### REQUIREMENT
Go through the listing and state how many lines hold the string "sunglasses". Nothing else is needed.

((

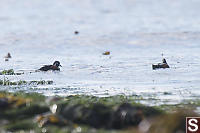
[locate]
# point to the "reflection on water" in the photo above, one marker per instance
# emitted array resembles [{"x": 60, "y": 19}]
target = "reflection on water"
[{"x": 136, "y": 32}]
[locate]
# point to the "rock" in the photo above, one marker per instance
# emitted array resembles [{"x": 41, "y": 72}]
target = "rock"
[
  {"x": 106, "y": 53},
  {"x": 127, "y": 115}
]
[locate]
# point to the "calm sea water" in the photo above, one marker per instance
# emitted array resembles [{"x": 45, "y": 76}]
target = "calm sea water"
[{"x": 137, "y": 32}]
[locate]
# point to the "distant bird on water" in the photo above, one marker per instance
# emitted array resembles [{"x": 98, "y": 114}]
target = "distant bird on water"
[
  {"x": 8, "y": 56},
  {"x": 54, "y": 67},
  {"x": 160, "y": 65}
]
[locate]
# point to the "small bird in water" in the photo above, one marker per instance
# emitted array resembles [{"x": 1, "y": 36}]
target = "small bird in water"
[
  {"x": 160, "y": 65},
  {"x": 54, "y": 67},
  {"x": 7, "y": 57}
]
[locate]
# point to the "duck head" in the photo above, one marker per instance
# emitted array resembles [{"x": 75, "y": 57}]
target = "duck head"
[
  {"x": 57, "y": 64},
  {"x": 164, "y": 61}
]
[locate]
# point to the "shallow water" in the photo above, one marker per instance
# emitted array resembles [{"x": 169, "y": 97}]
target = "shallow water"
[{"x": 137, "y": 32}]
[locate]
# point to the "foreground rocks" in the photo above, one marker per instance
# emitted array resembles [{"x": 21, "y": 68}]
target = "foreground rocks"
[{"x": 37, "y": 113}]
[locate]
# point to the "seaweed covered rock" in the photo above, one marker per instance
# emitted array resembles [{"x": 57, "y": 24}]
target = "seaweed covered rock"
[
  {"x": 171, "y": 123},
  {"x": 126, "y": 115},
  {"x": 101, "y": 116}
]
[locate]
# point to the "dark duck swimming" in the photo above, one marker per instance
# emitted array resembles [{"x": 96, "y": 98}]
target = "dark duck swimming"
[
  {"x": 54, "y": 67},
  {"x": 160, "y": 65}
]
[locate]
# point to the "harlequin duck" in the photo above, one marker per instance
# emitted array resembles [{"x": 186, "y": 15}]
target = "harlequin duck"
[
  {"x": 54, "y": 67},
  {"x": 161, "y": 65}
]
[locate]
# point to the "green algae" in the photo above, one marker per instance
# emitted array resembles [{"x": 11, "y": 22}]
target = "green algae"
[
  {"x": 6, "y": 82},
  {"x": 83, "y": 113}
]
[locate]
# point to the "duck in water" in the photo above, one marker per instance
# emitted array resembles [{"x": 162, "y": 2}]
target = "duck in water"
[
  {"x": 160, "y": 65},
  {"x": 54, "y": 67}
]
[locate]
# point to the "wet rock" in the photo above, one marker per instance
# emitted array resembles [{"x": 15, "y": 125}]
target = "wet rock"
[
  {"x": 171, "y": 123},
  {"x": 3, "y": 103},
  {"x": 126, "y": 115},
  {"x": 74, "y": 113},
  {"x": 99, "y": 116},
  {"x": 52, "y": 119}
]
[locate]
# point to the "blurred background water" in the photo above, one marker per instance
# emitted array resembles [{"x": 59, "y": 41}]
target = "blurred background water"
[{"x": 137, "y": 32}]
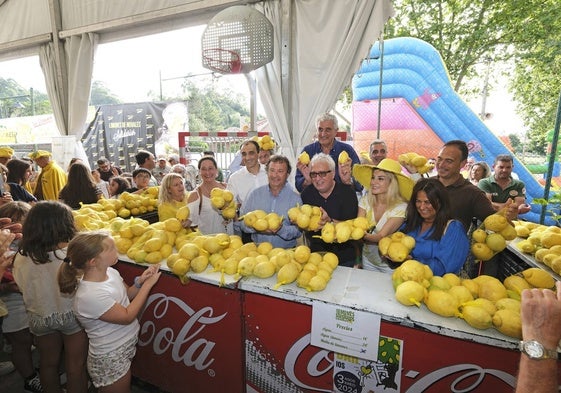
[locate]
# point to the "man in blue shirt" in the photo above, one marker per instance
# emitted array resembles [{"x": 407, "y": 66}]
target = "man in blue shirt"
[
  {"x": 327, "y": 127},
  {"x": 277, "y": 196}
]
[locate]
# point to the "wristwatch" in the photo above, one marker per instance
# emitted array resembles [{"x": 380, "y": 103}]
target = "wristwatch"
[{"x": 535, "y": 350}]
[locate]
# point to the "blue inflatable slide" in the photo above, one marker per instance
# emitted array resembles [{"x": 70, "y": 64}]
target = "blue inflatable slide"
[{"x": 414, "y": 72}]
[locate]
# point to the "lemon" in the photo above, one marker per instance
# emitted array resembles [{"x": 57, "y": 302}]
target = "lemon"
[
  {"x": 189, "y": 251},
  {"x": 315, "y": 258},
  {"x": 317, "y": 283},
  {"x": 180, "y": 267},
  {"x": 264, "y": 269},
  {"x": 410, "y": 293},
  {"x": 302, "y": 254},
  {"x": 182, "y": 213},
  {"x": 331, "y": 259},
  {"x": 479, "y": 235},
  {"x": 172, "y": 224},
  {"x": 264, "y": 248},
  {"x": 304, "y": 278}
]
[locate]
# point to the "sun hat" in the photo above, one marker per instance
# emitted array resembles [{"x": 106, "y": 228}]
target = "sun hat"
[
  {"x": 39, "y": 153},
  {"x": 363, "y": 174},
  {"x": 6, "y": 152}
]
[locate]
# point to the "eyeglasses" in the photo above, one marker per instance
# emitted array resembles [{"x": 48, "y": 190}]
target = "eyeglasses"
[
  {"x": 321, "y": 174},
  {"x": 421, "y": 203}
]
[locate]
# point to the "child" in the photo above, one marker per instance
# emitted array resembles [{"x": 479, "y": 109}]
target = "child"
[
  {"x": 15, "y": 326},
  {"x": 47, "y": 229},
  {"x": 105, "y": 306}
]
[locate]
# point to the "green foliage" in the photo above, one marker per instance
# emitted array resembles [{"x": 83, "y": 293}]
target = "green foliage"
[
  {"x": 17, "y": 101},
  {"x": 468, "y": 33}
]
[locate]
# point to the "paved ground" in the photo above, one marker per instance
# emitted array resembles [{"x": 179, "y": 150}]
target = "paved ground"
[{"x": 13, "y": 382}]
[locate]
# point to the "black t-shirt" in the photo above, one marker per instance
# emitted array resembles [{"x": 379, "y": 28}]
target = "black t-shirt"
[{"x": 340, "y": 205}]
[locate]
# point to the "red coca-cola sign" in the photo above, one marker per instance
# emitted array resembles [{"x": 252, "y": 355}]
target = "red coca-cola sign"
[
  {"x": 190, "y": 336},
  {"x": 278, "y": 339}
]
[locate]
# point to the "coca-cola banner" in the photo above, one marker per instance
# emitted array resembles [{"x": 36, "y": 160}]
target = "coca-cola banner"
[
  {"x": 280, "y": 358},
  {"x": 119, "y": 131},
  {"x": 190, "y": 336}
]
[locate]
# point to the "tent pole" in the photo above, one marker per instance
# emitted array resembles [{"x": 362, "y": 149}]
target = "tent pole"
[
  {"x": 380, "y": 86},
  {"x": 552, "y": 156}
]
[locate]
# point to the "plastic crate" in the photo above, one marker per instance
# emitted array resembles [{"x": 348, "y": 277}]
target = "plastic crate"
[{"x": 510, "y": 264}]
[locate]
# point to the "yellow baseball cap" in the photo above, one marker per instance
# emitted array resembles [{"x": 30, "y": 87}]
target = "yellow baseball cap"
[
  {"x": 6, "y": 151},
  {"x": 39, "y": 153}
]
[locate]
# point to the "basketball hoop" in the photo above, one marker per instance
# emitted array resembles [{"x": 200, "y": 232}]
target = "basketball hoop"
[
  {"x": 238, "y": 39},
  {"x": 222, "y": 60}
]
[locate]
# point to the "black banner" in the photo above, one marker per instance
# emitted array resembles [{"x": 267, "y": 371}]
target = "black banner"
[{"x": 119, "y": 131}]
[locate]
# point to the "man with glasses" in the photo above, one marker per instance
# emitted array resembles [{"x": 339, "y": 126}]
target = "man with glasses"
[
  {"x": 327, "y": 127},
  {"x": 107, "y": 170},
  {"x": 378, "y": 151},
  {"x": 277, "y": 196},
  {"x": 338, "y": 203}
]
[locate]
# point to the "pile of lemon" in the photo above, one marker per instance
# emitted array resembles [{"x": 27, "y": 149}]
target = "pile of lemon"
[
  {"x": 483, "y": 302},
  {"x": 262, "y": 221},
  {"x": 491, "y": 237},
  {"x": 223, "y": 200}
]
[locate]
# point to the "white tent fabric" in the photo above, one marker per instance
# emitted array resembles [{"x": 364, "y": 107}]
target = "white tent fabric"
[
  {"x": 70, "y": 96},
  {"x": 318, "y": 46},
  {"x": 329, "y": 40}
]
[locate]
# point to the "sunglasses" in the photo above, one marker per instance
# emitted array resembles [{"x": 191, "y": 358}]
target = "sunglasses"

))

### OUTPUT OF THE EXERCISE
2